[Items listed in a dataset]
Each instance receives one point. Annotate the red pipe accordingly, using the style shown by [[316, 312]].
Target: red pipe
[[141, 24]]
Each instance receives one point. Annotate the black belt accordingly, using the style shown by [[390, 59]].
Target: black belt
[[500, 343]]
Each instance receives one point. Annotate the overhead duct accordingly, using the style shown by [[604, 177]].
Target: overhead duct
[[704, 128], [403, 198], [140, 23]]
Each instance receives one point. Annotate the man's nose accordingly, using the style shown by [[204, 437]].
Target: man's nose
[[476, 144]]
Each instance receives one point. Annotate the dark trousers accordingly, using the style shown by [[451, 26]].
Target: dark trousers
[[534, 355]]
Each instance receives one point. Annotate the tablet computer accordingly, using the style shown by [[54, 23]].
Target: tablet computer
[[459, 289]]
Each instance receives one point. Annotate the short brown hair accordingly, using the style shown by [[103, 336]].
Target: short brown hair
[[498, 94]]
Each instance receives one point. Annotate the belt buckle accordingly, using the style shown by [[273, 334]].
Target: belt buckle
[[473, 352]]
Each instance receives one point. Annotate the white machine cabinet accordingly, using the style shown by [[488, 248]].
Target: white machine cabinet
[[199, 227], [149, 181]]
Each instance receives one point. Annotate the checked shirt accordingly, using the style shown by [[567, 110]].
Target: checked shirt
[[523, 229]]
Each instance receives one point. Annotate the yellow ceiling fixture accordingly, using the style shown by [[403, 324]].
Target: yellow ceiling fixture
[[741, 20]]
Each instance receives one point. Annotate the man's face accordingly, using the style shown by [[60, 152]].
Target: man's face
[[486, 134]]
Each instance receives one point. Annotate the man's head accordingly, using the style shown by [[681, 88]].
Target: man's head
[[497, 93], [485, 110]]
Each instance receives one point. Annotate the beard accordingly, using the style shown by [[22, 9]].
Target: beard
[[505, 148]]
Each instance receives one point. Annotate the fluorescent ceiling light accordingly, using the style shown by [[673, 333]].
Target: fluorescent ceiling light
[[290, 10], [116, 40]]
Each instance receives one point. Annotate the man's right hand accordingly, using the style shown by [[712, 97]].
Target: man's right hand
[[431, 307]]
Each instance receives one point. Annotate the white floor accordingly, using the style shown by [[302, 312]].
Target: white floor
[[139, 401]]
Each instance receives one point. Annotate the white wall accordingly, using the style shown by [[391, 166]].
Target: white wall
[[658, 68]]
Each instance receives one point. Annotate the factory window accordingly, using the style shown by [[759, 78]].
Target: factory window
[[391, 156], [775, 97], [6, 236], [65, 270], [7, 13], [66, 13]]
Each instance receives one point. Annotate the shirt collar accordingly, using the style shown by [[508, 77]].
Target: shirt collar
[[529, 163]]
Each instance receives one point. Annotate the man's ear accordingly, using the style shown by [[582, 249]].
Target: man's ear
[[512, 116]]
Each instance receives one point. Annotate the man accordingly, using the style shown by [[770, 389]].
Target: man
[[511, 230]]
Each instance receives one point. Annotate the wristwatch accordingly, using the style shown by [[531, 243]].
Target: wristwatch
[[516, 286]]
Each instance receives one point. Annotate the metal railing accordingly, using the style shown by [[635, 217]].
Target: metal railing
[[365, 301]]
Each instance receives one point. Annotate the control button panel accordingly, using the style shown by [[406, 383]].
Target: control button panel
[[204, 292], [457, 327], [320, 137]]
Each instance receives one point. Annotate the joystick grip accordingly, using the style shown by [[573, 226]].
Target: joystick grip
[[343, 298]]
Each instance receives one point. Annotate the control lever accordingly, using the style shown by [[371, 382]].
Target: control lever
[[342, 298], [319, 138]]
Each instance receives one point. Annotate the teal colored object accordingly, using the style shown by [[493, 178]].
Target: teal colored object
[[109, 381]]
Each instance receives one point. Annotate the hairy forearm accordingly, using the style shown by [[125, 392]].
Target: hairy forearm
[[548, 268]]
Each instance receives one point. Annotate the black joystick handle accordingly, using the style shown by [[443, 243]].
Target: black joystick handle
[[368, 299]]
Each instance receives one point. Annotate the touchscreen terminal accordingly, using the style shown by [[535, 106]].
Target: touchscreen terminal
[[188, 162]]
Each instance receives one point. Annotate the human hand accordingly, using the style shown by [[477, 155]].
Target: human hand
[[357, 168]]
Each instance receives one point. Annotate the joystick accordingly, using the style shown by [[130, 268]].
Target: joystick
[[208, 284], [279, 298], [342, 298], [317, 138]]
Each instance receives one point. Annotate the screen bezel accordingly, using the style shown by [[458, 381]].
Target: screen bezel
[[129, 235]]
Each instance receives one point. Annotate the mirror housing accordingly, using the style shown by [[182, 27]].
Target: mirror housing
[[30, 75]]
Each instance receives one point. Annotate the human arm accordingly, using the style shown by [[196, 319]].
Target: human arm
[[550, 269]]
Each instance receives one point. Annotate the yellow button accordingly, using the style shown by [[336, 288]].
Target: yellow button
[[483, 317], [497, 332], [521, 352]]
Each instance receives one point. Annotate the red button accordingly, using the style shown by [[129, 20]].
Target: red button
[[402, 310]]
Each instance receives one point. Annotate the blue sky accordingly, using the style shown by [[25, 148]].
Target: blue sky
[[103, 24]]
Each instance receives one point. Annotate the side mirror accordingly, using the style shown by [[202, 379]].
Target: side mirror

■ SET PROBLEM
Copy out all of the records above with nothing altered.

■ SOLUTION TO THE PROBLEM
Each instance receives one point. Annotate the red pipe accordingly, using the style shown by [[316, 312]].
Target: red pipe
[[141, 24]]
Each instance receives one point. Annotate the black belt accordingly, using the style shown by [[390, 59]].
Target: black belt
[[500, 343]]
Each instance receives one point. Annotate the overhead duct accordingly, using the style shown by [[604, 177]].
Target: overhead duct
[[704, 128], [403, 198], [140, 23]]
Each instance receives one point. Annotate the man's nose accordingly, using the style shown by [[204, 437]].
Target: man's nose
[[476, 144]]
Each instance receives one point. Annotate the dark trousers accordingly, using the style shown by [[451, 26]].
Target: dark trousers
[[534, 355]]
Each instance receives one point. Annotate the tablet computer accordingly, using the style shown by [[54, 23]].
Target: tablet computer
[[459, 289]]
Each instance receives one point. Annotate the short brown hair accordingly, using the style shown by [[103, 336]].
Target: short brown hair
[[498, 94]]
Each instance receives one point. Annotate the belt buckle accordingly, using the style shown by [[273, 334]].
Target: belt buckle
[[473, 352]]
Each instance receives one point. Annotate the white machine cabinet accordingly, using the style shown by [[488, 248]].
Target: white machine cabinet
[[199, 227], [149, 181]]
Each instance receives one point. Annotate the checked shirt accordingly, using the style shown by [[567, 110]].
Target: checked shirt
[[523, 229]]
Each instance receives one point. Annotate the yellow ceiling fixture accordingly, using the style shown by [[403, 324]].
Target: yellow ceiling fixture
[[741, 20]]
Each instance receives one point. Annotate the man's face accordingly, using the style shown by [[60, 152]].
Target: man's face
[[486, 134]]
Each instance receives one point. Annotate the man's head accordingly, using the style shown by [[681, 88]].
Target: man's head
[[497, 93], [485, 110]]
Each instance receives one point. Annotate the beard accordingly, using the style shown by [[22, 9]].
Target: beard
[[505, 148]]
Each instance receives one point. Annotate the fluorescent ceiling light accordingly, using the style shown by [[673, 333]].
Target: fluorescent ceiling light
[[290, 10], [116, 40]]
Each instance receives one point. Annotate the man's right hand accordingly, using the style shown by [[712, 97]].
Target: man's right hand
[[431, 307]]
Each instance receives one point. Annotate the white floor accordingly, using the style shown by [[302, 312]].
Target: white floor
[[139, 401]]
Each instance receives one point. Annotate the white wall accordingly, using the style shown by [[391, 166]].
Target: white wall
[[658, 68]]
Each instance receives one point. Annotate the factory window accordingly, using the style shown by [[759, 78]].
Target: factory window
[[391, 156], [775, 97], [6, 236], [65, 270], [7, 13], [66, 13]]
Each instance receives one point. Annotate the shirt collar accordingly, using the style shown by [[508, 77]].
Target: shirt collar
[[529, 163]]
Each instance receives one point. Annotate the man's ear accordingly, using the style shown by [[582, 249]].
Target: man's ear
[[512, 116]]
Each instance receives one point. Annotate the man accordingly, using the style shown by [[770, 389]].
Target: man
[[511, 230]]
Each instance receives one point. Annotate the wristwatch accordingly, using the style shown by [[531, 243]].
Target: wristwatch
[[516, 286]]
Each instance receives one point. Annotate the metal railing accordingly, using the style shown by [[635, 217]].
Target: metal railing
[[365, 301]]
Each instance receives one point. Annotate the control button panel accordingly, using the style shown by [[406, 383]].
Target: control button panel
[[204, 292], [457, 327], [320, 137]]
Each instance receives one point. Annotate the joystick grip accordingly, using the style shown by [[573, 226]].
Target: joystick grip
[[343, 298]]
Each instance receives one point. Annotate the control lever accordingly, using the style shown by [[371, 382]].
Target: control lever
[[342, 298], [319, 138]]
Each instance receives one point. Annotate the teal colored object accordingly, using the style shown by [[493, 178]].
Target: teal colored object
[[109, 381]]
Each instance receives one point. Annotate the hairy forearm accordingly, using the style shown by [[125, 392]].
Target: hairy forearm
[[548, 268]]
Each instance receives one point. Annotate the black joystick handle accordingly, using the style shown by [[443, 243]].
Target: black joystick handle
[[368, 299]]
Each instance receives one point. Annotate the touchscreen terminal accordingly, using the style shown by [[535, 106]].
Target: touchscreen terminal
[[188, 162]]
Each instance receives one point. Annotate the human hand accordingly, using the style shown by [[477, 155]].
Target: human hand
[[357, 168]]
Each instance receives one point. Annotate the joystick accordingly, using the style shown by [[130, 268]].
Target: joystick
[[208, 284], [279, 298], [342, 298], [317, 138]]
Each instance receives one point. Annotate the screen bezel accordingly, using the style shown by [[458, 381]].
Target: screen bezel
[[129, 235]]
Each instance receives one point. Annotate the mirror housing accordingly, using the style shown by [[182, 27]].
Target: mirror housing
[[30, 75]]
Each instance receives one point. Annotate the human arm accordingly, using the style shown by [[196, 319]].
Target: human arm
[[550, 269]]
Each instance receives one point. Annotate the yellow button accordingly, using the style shown by [[336, 288]].
Target: yellow button
[[483, 317], [497, 332], [521, 352]]
Each instance receives one point. Annotate the red button accordingly, using the style shown by [[129, 20]].
Target: red button
[[402, 310]]
Each instance receives one point. Annotate the blue sky accordingly, using the style shown by [[25, 148]].
Target: blue sky
[[103, 24]]
Each instance receives one point. Annotate the side mirror accordingly, using the style shown by [[202, 379]].
Target: side mirror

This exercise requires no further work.